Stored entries
════════════════

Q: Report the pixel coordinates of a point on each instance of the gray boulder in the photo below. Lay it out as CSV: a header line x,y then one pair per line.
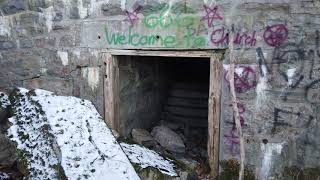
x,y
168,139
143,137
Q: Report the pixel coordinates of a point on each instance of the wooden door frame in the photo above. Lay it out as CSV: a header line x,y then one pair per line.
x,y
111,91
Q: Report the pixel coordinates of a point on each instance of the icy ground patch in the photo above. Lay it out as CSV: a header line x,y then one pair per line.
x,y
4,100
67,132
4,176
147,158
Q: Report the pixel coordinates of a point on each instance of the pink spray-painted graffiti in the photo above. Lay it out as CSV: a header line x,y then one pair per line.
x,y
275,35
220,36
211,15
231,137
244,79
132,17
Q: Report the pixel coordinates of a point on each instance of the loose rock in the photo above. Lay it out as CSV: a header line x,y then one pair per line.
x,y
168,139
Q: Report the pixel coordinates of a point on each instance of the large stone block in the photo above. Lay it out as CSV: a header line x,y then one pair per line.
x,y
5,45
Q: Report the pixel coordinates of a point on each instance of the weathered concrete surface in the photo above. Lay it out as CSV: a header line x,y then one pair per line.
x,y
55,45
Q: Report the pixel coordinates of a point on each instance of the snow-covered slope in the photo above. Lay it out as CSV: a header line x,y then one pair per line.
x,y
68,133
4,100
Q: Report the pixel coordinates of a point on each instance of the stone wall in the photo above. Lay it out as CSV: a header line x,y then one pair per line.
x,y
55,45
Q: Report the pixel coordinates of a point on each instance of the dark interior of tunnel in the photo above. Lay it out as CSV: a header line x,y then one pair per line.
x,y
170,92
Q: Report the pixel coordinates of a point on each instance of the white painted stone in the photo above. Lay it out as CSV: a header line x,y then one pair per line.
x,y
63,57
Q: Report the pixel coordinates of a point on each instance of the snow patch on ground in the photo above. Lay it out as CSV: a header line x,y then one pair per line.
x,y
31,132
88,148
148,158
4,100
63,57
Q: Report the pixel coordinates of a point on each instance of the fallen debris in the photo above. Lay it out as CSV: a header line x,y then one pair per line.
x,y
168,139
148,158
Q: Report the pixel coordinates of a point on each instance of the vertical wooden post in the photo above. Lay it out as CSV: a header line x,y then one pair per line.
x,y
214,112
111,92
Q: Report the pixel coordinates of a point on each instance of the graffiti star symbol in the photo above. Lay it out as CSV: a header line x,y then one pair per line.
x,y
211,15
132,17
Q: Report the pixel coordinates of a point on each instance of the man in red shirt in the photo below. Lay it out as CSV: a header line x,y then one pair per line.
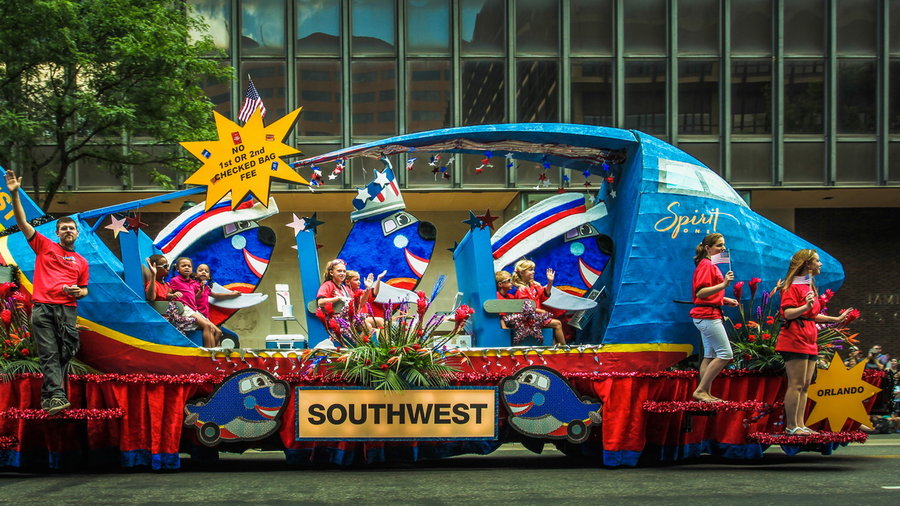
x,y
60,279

════════════════

### GIVEN TASK
Copy out all of the rows above word for word, with the picture placeholders omitted.

### FINAL ANSWER
Q: Report the pixel coordinates of a point on each instance of the gray boulder in the photo below. Lay it out as CSV: a header line x,y then one pair per line.
x,y
168,139
143,137
Q: Report the pixel coordinates of a point on each instance of the wooden door frame in the photo above. Lay it out as CSV: a header line x,y then one pair per line.
x,y
111,91
Q: Report the pixel coordinates of a point on each instance of the icy ground patch in the photo above. Lay it out as CSV: a header line x,y then one pair per line.
x,y
4,100
67,132
4,176
147,158
Q: Report the pixel coordinates of a point on each instance of the pink spray-painted graffiti in the photo above. Lay it out as CSV: a header line x,y then one pair per line.
x,y
275,35
220,36
211,15
231,137
244,79
132,17
Q: Report the pixel coordinates of a point on each instance of the loose rock in the photo above. Lay it out as CSV: a header line x,y then one pair per line.
x,y
168,139
Q: Report the pixel coordinates of a point on each instance of the large stone block in the photo above. Lay it out as CSV: a header line x,y then one pair per line.
x,y
5,45
Q: Report the pixel coordinates of a point on each instance of the weathered concrete surface in the photo above. Lay it out as CSV: a header line x,y then one pair per line.
x,y
55,45
Q: Report the pixel coordinates of a point on each instance of the snow-covered slope in the photo above. Lay it out as CSV: a header line x,y then one pair per line.
x,y
68,133
4,100
Q: Report the pixel coordinates of a point on each instance of the stone wall in the photo above. Lay it out as CSV: a header line x,y then one pair per line.
x,y
55,45
Q: Report the pixel coordinates of a point on each instance of the dark interior of tunnel in the photo above. Lay it out as CSV: a header line x,y then one pair per line.
x,y
170,92
Q: Report the pixel coordinates of a point on each instance of the white painted stone in the photo above. Lay it out as CSV: a header line x,y then one pair per line.
x,y
63,57
Q: Report the pixel coordinates of a point on each instance of the snow patch on ground in the photo above. Lay it out as CSV: a header line x,y then one pair per line.
x,y
31,132
88,148
148,158
4,100
63,57
Q: Report the pixel coordinates of a point on each instance of the fallen debris in the photo above. Lay it out as CSV: a header line x,y then one pair per line.
x,y
168,139
148,158
Q: Report the pixel coordinates of a point on each instance of the vertical wooden post in the photo above. Lay it out as CSV: a header line x,y then one pair per line.
x,y
214,112
111,92
Q: Report the pixel coordinates of a point on each instance of the graffiti star symbol in the photo above. Lay it out as CSV: a header line x,y then one pair per line.
x,y
211,15
132,17
Q: Report the pixel coordinates of a point on each instance of the man in red shirt in the photo below. Lay it out as CSV: a header line x,y then one pair per line.
x,y
60,279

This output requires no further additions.